--- INFORMATION PROVIDED Enclosed Below ---

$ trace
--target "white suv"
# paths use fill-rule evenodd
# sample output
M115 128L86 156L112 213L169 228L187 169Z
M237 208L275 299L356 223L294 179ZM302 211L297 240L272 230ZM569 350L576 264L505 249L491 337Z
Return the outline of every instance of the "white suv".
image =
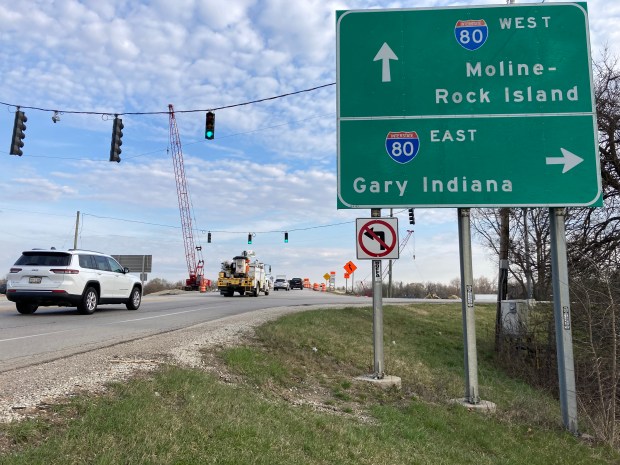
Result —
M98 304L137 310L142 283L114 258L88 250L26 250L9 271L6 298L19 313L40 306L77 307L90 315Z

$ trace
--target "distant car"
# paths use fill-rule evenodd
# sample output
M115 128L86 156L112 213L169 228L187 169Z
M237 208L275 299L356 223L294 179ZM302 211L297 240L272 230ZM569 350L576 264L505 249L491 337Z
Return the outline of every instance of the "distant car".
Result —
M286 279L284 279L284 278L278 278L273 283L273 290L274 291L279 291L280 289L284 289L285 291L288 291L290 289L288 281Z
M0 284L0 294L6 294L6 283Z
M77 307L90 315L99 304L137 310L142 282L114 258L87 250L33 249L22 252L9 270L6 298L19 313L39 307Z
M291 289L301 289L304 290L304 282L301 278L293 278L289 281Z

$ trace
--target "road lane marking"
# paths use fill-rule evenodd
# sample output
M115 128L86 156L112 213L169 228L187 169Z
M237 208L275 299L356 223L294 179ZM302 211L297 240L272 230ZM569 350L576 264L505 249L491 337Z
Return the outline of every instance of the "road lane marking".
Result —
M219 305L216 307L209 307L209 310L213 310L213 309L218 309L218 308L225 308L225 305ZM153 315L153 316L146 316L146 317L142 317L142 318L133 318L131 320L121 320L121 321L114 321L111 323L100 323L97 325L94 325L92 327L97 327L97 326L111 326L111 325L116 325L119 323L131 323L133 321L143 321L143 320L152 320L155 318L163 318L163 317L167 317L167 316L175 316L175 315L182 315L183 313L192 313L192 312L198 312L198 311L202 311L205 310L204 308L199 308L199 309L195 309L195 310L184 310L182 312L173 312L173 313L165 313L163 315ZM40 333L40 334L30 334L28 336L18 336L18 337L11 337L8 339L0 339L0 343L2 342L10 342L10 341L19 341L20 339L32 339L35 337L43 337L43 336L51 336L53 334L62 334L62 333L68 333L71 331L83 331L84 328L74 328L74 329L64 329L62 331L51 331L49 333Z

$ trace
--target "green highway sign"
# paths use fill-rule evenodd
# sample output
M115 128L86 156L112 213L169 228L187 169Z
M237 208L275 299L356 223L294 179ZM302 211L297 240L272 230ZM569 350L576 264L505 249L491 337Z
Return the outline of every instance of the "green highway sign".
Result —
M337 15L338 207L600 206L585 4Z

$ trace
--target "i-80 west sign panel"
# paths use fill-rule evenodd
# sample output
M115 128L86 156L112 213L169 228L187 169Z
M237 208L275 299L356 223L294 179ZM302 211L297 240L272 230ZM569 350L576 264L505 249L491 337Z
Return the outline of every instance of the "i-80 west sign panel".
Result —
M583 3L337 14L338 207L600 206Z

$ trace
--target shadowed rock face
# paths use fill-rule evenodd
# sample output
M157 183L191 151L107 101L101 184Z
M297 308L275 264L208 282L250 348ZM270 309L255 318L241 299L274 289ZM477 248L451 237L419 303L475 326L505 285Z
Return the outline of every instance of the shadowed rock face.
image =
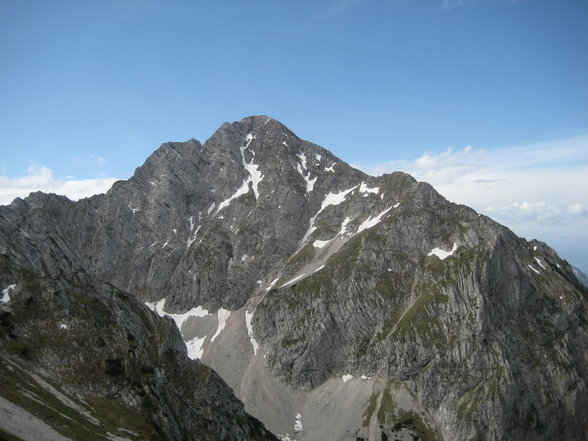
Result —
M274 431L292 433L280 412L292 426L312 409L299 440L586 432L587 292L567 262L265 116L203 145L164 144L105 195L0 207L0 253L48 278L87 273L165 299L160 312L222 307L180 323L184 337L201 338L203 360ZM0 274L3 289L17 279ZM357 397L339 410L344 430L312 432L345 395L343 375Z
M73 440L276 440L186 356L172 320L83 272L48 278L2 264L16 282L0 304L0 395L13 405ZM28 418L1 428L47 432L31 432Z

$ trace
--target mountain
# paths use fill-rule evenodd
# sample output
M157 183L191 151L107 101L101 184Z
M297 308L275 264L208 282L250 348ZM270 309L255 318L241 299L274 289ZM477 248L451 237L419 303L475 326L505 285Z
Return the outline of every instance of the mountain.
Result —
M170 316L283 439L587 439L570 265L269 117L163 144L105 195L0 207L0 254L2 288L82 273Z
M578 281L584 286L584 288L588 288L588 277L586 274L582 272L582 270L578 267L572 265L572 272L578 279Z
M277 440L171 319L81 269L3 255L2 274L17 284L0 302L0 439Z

--- End of Enclosed INFORMATION PROVIDED ---

## DIRECTIONS FOR THIS TASK
Lines from the records above that hold "shadowed" are the ones to list.

## COMPLETED TASK
--target shadowed rock face
Return the outline of every instance of the shadowed rock face.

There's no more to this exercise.